Coordinate annotation entries =
___
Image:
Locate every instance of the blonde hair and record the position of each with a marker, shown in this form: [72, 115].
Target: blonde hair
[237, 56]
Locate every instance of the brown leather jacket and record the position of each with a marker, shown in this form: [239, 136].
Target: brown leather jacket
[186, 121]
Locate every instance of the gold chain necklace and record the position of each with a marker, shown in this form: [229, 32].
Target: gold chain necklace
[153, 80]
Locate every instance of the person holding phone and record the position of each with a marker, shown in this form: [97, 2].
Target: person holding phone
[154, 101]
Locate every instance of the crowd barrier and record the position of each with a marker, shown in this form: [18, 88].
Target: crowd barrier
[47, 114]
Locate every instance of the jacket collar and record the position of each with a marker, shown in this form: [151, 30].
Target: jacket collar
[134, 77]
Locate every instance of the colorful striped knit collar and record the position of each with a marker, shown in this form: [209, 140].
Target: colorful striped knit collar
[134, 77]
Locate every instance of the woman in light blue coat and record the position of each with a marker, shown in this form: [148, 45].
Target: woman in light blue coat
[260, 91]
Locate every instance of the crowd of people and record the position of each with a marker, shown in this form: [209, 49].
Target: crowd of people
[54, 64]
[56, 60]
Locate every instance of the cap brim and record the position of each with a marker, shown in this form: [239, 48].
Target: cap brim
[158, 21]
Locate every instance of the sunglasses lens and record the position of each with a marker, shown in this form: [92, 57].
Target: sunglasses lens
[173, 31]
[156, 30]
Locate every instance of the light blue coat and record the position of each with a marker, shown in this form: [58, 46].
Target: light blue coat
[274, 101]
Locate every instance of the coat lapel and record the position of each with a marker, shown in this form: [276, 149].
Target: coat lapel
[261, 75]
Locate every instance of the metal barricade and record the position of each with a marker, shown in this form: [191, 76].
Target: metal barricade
___
WHAT YOU ARE ASKED TO DO =
Edit all of the entries above, replacing each occurrence of "marker" with "dot" and keeping every other word unchanged.

EXPECTED OUTPUT =
Image:
Locate every instance of the blonde hair and record the position of each with a dot, shown in this form: [72, 115].
Target: blonde hair
[237, 56]
Locate every instance of the brown leather jacket and record the position of each with a dot, shown in this form: [239, 136].
Target: brown leather jacket
[186, 121]
Locate every instance of the gold chain necklace and record the position of each with a dot, shown in this form: [229, 32].
Target: gold chain necklace
[153, 80]
Locate every instance of the person holding phone and record the position of each with a dot, shown in this form: [97, 2].
Target: person holding phone
[154, 101]
Locate every instance of the crowd barrier and record the position of each with a dot, shown in this form: [18, 88].
Target: crowd barrier
[47, 114]
Locate every instance of the jacket collar and record the position of each with a dot, shown in this form: [151, 30].
Target: jacket collar
[134, 77]
Locate every instance of the colorful striped knit collar and record the position of each with a dot, shown in this form: [209, 140].
Target: colorful striped knit collar
[134, 77]
Locate every instance of the woman in light blue coat and record the position of each with a dot, shown in this form: [148, 45].
Target: woman in light blue coat
[260, 91]
Locate every instance of the crowd of people and record the position of each with a dot, shown in this form: [209, 49].
Target: crowd of people
[54, 64]
[56, 60]
Locate every instance of the cap brim and record the position of each with a dot, shown in this form: [239, 48].
Target: cap brim
[158, 21]
Locate every instance of the sunglasses lens and record the position of each with a dot, shown in this form: [92, 57].
Target: sunglasses lens
[173, 31]
[156, 30]
Locate every instance of the light blue coat and record the position of each with a dot, shown in this form: [58, 46].
Target: light blue coat
[274, 101]
Locate every instance of the coat lapel and record the position of each with a dot, shown in this form: [276, 149].
Target: coat lapel
[261, 75]
Locate every instance of the metal barricade and record the position of each with a dot, shown in this form: [191, 76].
Target: metal barricade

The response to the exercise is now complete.